→ REQUIRED WORK
Copy every line of the material below word for word, keeping all numbers, punctuation, and line breaks unchanged.

→ ROWS
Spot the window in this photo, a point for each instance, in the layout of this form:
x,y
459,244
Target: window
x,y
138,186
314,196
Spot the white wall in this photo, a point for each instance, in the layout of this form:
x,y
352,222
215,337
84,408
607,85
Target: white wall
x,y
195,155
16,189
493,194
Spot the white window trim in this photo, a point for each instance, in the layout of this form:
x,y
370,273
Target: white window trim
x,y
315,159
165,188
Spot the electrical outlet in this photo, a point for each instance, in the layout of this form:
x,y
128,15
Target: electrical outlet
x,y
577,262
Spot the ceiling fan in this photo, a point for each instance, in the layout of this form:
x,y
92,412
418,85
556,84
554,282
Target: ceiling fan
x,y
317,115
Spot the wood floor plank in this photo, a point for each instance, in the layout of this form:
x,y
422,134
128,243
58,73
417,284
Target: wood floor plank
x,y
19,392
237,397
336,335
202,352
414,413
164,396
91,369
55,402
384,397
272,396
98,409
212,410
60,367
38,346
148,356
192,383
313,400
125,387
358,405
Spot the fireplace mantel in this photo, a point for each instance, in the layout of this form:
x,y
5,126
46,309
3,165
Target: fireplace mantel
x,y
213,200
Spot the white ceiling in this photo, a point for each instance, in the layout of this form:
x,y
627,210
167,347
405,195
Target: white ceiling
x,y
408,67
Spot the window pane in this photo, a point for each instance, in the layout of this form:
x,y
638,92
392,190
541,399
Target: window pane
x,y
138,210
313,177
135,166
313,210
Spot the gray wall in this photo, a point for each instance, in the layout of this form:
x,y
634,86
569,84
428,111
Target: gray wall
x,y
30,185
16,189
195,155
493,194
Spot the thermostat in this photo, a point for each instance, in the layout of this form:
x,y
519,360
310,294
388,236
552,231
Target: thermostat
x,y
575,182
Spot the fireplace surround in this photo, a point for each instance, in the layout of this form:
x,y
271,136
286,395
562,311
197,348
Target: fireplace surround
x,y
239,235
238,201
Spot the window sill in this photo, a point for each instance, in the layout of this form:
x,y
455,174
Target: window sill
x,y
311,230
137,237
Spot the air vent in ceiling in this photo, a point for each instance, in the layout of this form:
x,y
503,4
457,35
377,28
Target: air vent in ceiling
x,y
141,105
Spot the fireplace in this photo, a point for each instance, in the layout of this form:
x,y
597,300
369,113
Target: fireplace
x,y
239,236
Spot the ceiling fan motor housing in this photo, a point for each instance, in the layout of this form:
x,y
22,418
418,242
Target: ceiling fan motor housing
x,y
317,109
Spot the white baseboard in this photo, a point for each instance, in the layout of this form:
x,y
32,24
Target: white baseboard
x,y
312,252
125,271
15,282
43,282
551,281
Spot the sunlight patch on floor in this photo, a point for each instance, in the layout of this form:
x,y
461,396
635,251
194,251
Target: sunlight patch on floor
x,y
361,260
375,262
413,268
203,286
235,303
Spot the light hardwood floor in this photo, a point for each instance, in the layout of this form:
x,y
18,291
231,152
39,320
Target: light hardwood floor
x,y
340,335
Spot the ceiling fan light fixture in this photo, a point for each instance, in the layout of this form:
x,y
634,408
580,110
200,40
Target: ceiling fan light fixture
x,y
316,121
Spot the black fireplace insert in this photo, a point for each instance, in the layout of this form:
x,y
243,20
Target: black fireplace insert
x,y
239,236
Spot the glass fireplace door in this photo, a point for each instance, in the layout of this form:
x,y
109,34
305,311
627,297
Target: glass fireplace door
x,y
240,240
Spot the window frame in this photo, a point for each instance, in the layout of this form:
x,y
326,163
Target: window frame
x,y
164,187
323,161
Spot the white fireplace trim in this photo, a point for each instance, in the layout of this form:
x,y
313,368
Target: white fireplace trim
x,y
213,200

→ TASK SOLUTION
Spot the window in this photo, a point for each instance, in the layout of this form:
x,y
459,244
Target: window
x,y
138,186
314,196
Spot the white wall in this photo, a point for each instance, in the layout of this form:
x,y
352,222
215,337
84,408
607,85
Target: white wall
x,y
195,155
16,189
493,194
Spot the white window trim in this photo, a point for each instance, in the layout of this form:
x,y
370,273
Target: white window trim
x,y
315,159
165,188
Spot the electrical outlet in this photo, a point for each instance, in the layout of this form:
x,y
128,15
Target: electrical outlet
x,y
577,262
Spot the ceiling fan in this photo, a point for each instance, in the layout of this form:
x,y
92,412
418,85
556,84
554,282
Target: ceiling fan
x,y
317,115
Spot the wood floor plank in this photo, a point for each instance, in the layout of this form:
x,y
422,134
128,243
58,73
417,284
Target: wood floor plank
x,y
19,392
237,397
336,335
202,352
414,413
164,396
91,369
55,402
384,397
272,396
98,409
212,410
60,367
38,346
148,356
192,383
313,400
125,387
358,405
Spot the fireplace mantel in this photo, a point for each instance, in the layout of this form:
x,y
5,126
46,309
3,165
Target: fireplace mantel
x,y
213,200
Spot the white ceiling in this photo, a point for each instance, in the layout of this form:
x,y
627,210
167,347
405,195
Target: white ceiling
x,y
408,67
Spot the window pane in this photo, a point for each instance, in the layout of this form:
x,y
638,92
392,190
541,399
Target: window pane
x,y
138,210
313,177
135,166
313,210
Spot the gray wall in this photo, a point for each instance, in the layout of this form:
x,y
634,86
569,84
428,111
Target: gray wall
x,y
30,185
16,189
195,155
493,194
Spot the thermostat in this photo, a point for each instance, in the layout of this form:
x,y
519,360
310,294
388,236
552,231
Target: thermostat
x,y
575,182
Spot the fireplace surround in this photo, a point for each instance, in the layout of this form:
x,y
271,136
286,395
562,311
197,348
Target: fireplace surround
x,y
239,235
238,201
Spot the window sill in this photo, a point for each instance, in the layout of this form:
x,y
455,174
Target: window sill
x,y
311,230
137,237
Spot the air vent in ceiling in this photo, a point for each instance, in the layout of this form:
x,y
503,4
457,35
377,28
Target: air vent in ceiling
x,y
141,105
Spot the fireplace in this photo, a point for each instance, in the layout of this form:
x,y
597,300
369,113
Target: fireplace
x,y
239,236
Spot the ceiling fan motor housing in this photo, a point for each instance, in the layout of this form:
x,y
22,418
418,242
Target: ceiling fan motor housing
x,y
317,109
Spot the white baseboard in this photo, a point for each instance, in the layout of this form:
x,y
32,24
Target: white baseboard
x,y
312,252
125,271
15,282
43,282
551,281
Spot the sunlight patch on floor in this photo, a point for each instance, in the layout of this form:
x,y
461,396
635,251
194,251
Target: sunlight patch on floor
x,y
361,260
375,262
413,268
203,286
235,303
Spot the light hardwood floor in this photo, a point for each instance, in the layout of this form:
x,y
18,291
231,152
39,320
Target: light hardwood floor
x,y
340,335
Spot the ceiling fan light fixture in this photo, a point for each instance, in the layout of this form:
x,y
634,408
580,110
200,40
Target: ceiling fan light fixture
x,y
316,121
Spot the black fireplace insert in this photo, a point for each instance, in the layout of this form:
x,y
243,20
Target: black fireplace insert
x,y
239,236
Spot the glass fireplace door in this photo, a point for each instance, in the layout of this form:
x,y
109,34
305,311
627,297
Target: glass fireplace door
x,y
240,240
Spot the window frame in this photo, a point for each instance, in the layout of this form:
x,y
326,163
Target: window frame
x,y
164,187
323,161
Spot the white fireplace trim in this photo, a point for each instance, in the layout of this form:
x,y
313,368
Target: white fireplace trim
x,y
213,200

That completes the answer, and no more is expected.